● Page extract:

=-=-=-=-=

Together, these projects represent a new model for AI, one that sees technology as a public good rather than a corporate weapon. The Global South, long treated as a testing ground for external innovation, is showing that artificial intelligence can uplift rather than exploit.
Yet this digital optimism comes with caution. Without ethical safeguards, the same systems that promise inclusion could deepen inequality. AI can replicate human bias, track citizens unfairly, or concentrate power in the hands of a few. For nations without a strong cyber infrastructure, the risk of becoming digitally dependent on others looms large.
The challenge, therefore, is not only technological but moral: how to build systems that protect human dignity as much as they improve efficiency.
Why Culture Still Matters in a Digital World
Even as algorithms take over tasks and decisions, what still connects people are values, identity, culture, and a sense of belonging. AI can reshape economies, but it cannot replace the need for humanity.

=-=-=-=-=

● Extracted material:
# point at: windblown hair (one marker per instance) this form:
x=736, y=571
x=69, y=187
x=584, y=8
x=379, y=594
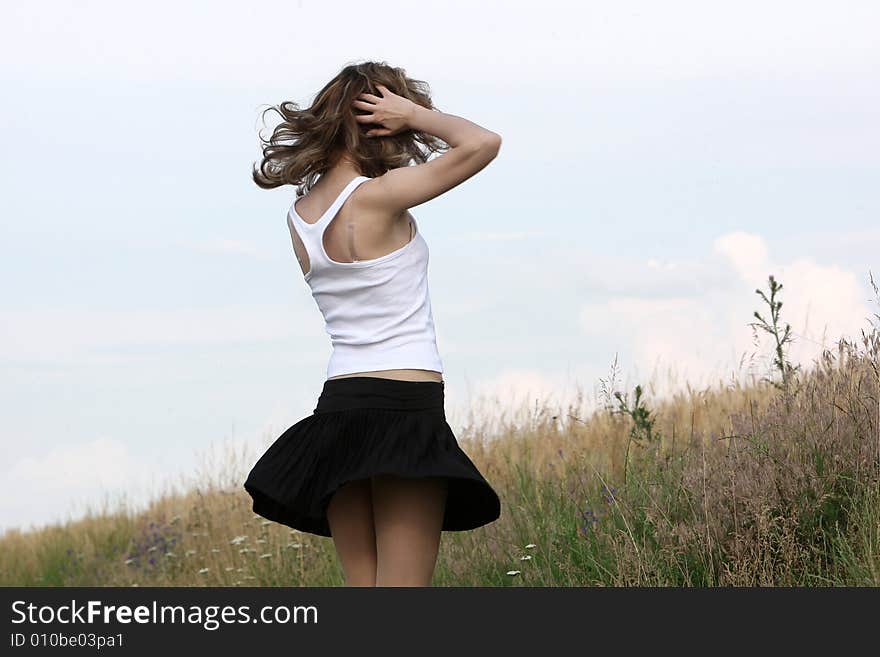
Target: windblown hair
x=310, y=141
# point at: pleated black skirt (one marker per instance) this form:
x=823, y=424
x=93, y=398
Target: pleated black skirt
x=362, y=426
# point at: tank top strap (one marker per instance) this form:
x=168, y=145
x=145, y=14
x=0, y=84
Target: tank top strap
x=347, y=191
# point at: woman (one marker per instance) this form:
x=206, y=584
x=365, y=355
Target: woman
x=376, y=466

=-=-=-=-=

● Questions on the material:
[1] In the excerpt on AI in the Global South, what does the final paragraph say AI cannot replace?
[2] Pick up the excerpt on AI in the Global South after its final sentence and carry it forward.
The items come from a different source than the excerpt on AI in the Global South.

● Answer list:
[1] The need for humanity.

[2]
The BRICS approach emphasises ethical AI, protecting privacy, and preserving linguistic and cultural diversity. As machine-generated content floods our screens, from news feeds to entertainment, the question of authenticity grows urgent. If an algorithm curates what we see and believe, who decides what’s true?
Recommendation systems and generative media could homogenise cultures, erasing local voices and traditions in favour of globalised sameness. For this reason, BRICS leaders are calling for frameworks that ensure AI strengthens, not weakens, cultural sovereignty.
Writing the Moral Code for Machines
AI is rewriting the rules of engagement between nations, but what those rules stand for remains up to us. Will AI be used to empower people or to control them? To close gaps or to widen them?
The BRICS+ vision argues for a model grounded in accountability, fairness, and shared prosperity. It calls for a system of global governance that reflects the diversity of civilisations, not only Western commercial priorities. The goal is clear: technology must serve humanity, not the other way around.
In this new era, history might still repeat itself, with new powers rising and falling, but for the first time, humanity has a chance to shape its direction consciously. If guided by values of justice, equity, and respect, AI could become the most transformative force for good the world has ever known.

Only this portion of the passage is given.